• _Quoted text_:
--
* [PATCH] libxl/remus: fix the return value of the checkpoint callback
@ 2015-07-15 10:32 Yang Hongyang
2015-07-15 12:13 ` Ian Campbell
0 siblings, 1 reply; 10+ messages in thread
From: Yang Hongyang @ 2015-07-15 10:32 UTC (permalink / raw)
To: xen-devel; +Cc: Wei Liu, Yang Hongyang, Ian Jackson, Ian Campbell
In checkpoint callback, we wait for the interval and then start
another checkpoint, so the ERROR_TIMEDOUT should be intended
and should not treat as error.
--
• _Brief a_: Reproduce the part of the patch message starting at "To: xen-devel; +Cc: Wei" and ending at "treat as error.".
The patch message and the records below it have nothing to do with each other.
--
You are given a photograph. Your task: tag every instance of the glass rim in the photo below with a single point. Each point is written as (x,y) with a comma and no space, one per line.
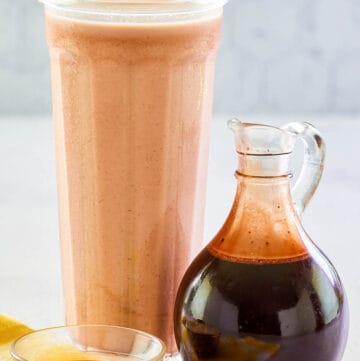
(137,7)
(18,357)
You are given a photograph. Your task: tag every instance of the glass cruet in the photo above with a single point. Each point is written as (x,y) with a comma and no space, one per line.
(262,290)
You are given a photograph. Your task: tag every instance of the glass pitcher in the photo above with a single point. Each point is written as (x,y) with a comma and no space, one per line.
(262,290)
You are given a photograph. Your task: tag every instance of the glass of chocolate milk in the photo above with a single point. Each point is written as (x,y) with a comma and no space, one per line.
(132,90)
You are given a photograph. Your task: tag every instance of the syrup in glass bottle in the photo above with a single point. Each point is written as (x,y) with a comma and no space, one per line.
(262,290)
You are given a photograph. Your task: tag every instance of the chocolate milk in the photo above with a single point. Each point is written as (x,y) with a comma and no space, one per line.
(132,108)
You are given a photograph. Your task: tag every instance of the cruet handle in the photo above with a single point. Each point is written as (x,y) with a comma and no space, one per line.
(312,169)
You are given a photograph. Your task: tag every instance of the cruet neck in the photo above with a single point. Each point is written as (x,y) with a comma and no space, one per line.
(263,151)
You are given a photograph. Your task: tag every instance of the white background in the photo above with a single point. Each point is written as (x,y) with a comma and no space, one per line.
(277,56)
(280,58)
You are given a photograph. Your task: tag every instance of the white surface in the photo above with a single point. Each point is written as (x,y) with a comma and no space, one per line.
(30,286)
(278,55)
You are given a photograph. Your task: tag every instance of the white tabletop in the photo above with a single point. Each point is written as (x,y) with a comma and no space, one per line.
(30,283)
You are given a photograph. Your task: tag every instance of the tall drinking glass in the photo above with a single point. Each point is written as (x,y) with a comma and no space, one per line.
(132,94)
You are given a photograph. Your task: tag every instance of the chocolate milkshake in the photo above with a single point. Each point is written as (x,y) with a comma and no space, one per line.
--
• _Brief b_: Please transcribe the lines of the records starting at the line that contains "the white tabletop" and ending at the last line of the records.

• _Full output a_:
To: xen-devel; +Cc: Wei Liu, Yang Hongyang, Ian Jackson, Ian Campbell
In checkpoint callback, we wait for the interval and then start
another checkpoint, so the ERROR_TIMEDOUT should be intended
and should not treat as error.

• _Full output b_:
You are given a photograph. Your task: tag every instance of the white tabletop in the photo above with a single point. Each point is written as (x,y) with a comma and no space, one per line.
(30,283)
You are given a photograph. Your task: tag every instance of the tall drinking glass in the photo above with a single point. Each point is written as (x,y) with a comma and no space, one per line.
(132,94)
You are given a photograph. Your task: tag every instance of the chocolate milkshake in the photo above with a single point. Each point is written as (x,y) with a comma and no space, one per line.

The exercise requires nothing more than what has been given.